=== PROBLEM ===
Switch "white" to "off-white" in the lines running from the one containing "One marker for each instance of the white bathtub" through the end of the listing, both included. Give those lines again with nothing else changed.

[Photo object pointing listing]

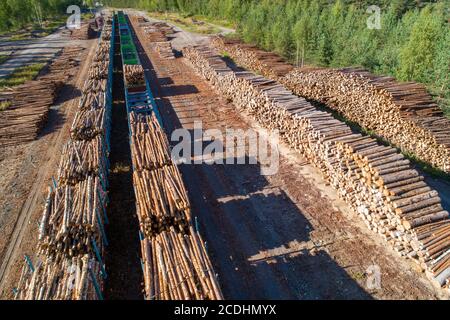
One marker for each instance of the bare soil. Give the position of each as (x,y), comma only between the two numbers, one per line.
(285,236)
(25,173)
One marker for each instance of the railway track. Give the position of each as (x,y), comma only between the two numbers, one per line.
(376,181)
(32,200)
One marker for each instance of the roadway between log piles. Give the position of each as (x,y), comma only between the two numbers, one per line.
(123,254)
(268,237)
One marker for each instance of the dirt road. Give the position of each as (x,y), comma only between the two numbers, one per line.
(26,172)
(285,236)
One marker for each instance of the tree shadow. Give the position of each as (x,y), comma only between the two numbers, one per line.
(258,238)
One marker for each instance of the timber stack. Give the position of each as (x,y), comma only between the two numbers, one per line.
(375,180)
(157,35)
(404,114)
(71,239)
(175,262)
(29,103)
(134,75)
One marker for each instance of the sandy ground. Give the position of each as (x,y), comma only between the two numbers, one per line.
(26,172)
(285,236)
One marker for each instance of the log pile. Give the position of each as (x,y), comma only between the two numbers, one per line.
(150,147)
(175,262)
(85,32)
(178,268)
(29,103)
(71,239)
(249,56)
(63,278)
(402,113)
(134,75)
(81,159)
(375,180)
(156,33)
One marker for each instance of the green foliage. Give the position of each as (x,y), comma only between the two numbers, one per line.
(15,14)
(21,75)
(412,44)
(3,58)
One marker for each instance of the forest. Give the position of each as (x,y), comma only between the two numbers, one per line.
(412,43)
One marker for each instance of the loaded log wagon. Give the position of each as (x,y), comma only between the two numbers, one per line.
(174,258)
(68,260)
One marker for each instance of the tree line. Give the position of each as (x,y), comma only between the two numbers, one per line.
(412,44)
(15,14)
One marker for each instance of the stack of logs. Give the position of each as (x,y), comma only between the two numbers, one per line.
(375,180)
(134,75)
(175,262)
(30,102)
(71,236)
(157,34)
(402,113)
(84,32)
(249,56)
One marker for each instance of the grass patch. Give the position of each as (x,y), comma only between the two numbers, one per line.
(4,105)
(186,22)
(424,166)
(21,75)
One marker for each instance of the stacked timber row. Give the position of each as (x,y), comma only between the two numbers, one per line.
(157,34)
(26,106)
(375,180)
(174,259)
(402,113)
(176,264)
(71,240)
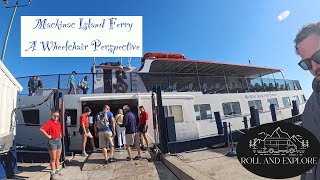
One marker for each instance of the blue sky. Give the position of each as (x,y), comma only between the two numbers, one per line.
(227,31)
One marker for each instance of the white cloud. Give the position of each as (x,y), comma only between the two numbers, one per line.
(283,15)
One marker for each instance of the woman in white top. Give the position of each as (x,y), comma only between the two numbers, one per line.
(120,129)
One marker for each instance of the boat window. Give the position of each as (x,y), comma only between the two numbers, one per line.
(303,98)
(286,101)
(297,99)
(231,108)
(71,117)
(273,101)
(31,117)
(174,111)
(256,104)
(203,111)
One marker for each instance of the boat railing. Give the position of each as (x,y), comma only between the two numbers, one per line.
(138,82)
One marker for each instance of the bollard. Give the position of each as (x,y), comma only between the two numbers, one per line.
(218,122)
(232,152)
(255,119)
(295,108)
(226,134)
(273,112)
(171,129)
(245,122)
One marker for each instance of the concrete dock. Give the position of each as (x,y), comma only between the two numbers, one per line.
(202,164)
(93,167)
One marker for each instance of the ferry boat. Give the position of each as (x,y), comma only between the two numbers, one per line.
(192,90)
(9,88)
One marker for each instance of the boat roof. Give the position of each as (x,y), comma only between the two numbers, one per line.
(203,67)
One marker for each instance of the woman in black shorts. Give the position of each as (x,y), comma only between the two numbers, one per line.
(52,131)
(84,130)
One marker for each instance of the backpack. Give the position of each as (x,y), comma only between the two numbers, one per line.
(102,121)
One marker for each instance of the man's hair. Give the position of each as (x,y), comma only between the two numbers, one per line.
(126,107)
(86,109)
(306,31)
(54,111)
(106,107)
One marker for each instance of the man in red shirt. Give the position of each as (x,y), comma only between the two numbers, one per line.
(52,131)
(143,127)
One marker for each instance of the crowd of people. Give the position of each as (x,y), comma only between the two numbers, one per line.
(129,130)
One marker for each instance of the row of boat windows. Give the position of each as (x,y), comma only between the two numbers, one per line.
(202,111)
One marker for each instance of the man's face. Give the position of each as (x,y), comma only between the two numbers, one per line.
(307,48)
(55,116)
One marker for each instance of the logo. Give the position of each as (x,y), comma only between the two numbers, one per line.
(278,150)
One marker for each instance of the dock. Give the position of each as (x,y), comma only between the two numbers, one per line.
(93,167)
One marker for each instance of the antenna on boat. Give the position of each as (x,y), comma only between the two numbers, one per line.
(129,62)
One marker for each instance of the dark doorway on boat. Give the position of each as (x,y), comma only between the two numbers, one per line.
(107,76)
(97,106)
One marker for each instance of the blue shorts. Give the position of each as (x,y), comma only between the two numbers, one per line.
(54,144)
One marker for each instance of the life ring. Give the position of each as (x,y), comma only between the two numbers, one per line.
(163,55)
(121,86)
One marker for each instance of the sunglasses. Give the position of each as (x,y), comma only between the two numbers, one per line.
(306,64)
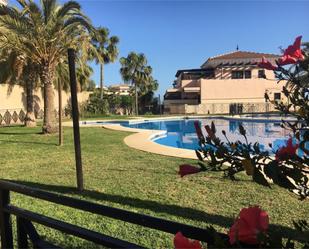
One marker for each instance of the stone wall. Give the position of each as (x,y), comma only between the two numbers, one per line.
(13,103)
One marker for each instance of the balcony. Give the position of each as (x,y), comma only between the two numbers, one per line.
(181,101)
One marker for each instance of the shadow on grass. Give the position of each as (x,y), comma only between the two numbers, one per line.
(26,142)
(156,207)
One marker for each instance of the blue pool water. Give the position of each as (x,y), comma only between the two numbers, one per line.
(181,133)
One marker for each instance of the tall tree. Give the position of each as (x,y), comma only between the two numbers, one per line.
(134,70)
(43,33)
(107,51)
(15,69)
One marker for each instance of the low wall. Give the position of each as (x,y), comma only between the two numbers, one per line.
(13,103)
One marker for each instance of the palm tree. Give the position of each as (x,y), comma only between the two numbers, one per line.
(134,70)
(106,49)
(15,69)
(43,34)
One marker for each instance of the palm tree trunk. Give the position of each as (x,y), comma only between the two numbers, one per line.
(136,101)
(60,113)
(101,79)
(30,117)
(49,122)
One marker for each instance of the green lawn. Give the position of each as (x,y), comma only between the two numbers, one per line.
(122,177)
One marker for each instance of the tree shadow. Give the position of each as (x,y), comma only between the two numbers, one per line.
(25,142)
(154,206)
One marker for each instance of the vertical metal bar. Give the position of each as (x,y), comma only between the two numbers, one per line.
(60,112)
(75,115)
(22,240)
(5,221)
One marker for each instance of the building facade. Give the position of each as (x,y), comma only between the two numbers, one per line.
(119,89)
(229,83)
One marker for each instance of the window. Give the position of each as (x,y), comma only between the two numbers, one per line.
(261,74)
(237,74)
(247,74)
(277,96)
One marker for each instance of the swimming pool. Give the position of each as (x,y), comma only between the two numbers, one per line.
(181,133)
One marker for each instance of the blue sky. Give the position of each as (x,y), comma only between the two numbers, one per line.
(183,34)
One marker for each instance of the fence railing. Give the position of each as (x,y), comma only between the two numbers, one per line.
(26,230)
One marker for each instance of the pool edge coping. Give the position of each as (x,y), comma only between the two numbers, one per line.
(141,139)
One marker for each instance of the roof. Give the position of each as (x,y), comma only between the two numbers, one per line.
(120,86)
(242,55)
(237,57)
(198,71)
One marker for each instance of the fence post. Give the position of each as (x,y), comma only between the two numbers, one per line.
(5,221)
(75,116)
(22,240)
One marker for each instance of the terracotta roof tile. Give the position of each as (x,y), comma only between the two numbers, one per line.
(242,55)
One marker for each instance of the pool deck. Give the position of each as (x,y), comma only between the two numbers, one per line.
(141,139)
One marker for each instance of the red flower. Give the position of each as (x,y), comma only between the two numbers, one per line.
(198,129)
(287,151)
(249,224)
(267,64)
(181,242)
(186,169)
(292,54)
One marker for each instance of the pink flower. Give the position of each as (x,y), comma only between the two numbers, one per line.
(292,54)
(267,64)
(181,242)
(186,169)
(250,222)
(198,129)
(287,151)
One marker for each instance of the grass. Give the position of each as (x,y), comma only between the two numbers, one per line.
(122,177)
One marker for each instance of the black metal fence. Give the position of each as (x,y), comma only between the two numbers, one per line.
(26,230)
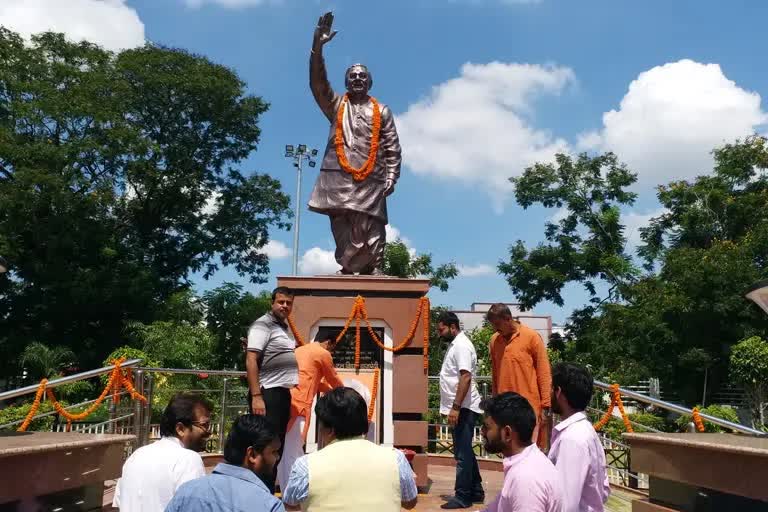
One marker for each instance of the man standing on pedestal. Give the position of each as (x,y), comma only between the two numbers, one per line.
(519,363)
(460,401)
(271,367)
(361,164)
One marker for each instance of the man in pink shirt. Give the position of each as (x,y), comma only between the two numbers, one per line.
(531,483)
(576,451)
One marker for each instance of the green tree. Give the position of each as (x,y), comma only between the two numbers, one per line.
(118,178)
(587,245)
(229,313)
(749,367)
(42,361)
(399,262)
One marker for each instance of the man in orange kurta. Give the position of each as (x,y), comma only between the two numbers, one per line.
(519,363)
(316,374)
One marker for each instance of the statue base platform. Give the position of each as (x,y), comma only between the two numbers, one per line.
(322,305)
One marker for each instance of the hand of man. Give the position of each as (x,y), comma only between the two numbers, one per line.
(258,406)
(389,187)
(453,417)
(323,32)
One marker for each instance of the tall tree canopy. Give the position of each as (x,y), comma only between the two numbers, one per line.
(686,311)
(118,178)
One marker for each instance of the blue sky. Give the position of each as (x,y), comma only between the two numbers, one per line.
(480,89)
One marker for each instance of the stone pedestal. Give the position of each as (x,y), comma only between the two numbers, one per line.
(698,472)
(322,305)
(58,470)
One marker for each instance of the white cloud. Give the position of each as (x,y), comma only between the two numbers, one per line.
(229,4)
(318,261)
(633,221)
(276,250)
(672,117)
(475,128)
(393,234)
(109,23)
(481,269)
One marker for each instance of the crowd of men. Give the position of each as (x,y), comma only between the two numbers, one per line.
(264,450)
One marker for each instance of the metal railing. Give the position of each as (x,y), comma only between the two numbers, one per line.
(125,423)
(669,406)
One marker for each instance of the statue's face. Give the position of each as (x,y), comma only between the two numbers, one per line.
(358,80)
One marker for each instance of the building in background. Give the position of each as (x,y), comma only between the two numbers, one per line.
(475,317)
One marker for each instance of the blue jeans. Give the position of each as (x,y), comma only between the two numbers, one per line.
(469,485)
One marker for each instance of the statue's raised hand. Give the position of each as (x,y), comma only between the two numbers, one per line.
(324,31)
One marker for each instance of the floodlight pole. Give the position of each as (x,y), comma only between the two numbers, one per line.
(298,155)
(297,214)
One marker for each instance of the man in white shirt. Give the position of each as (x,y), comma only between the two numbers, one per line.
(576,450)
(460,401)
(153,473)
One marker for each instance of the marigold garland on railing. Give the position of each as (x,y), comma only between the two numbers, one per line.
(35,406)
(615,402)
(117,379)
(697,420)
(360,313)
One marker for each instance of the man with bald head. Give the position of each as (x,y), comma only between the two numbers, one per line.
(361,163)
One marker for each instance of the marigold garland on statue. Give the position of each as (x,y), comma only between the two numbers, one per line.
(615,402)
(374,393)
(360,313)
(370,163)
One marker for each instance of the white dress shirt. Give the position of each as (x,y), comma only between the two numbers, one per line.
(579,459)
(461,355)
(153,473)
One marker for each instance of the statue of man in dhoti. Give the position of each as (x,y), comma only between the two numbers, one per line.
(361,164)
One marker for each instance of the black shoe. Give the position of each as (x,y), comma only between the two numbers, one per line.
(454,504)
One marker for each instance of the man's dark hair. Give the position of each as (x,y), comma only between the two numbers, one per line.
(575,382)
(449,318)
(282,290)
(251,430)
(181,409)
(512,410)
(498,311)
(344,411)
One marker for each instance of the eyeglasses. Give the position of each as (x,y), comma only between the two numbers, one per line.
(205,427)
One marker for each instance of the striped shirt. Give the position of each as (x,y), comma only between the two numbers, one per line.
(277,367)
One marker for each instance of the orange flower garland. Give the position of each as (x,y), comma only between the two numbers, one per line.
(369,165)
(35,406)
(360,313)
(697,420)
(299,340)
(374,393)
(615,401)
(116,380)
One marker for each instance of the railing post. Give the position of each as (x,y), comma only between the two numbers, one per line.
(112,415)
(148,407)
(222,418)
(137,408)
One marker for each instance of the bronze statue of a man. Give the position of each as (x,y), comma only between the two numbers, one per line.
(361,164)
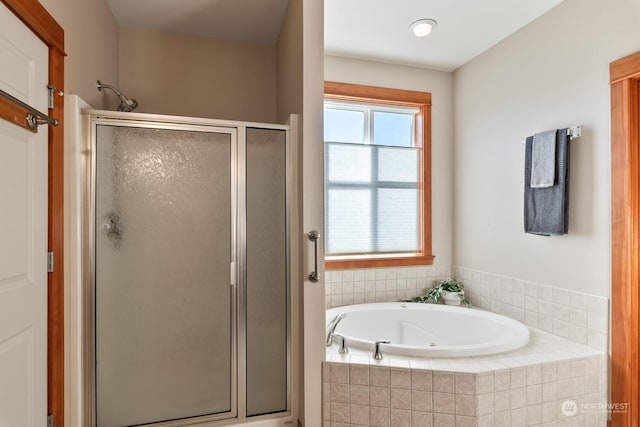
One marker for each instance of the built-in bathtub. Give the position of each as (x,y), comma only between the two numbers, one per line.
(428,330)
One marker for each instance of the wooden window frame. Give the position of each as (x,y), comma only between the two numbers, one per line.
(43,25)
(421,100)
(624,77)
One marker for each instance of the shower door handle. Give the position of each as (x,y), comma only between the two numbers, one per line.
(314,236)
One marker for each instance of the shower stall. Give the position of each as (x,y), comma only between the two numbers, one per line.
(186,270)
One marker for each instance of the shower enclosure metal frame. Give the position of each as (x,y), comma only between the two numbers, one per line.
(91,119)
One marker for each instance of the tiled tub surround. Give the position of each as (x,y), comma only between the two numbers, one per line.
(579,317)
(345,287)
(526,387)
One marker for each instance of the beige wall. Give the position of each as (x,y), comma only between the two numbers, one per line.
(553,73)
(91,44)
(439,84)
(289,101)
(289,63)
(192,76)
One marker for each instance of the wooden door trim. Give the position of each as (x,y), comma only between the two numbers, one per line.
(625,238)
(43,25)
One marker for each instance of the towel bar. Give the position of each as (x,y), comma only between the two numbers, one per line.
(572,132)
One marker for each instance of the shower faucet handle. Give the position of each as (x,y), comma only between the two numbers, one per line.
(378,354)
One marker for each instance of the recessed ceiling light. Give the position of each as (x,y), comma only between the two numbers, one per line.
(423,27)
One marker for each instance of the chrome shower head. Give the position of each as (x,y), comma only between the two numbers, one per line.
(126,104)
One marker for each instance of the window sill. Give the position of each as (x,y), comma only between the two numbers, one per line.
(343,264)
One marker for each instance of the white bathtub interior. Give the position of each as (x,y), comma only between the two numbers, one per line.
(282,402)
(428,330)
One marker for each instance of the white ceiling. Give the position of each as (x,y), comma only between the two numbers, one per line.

=== RESPONSE ===
One marker for each instance of the off-white bathtub interior. Give the position of each as (x,y), comma only between the two numbers, one per line.
(282,402)
(428,330)
One marker for each instance of the off-white ceiling. Give the position of each as (x,y), comma only between the two numbers, one per line.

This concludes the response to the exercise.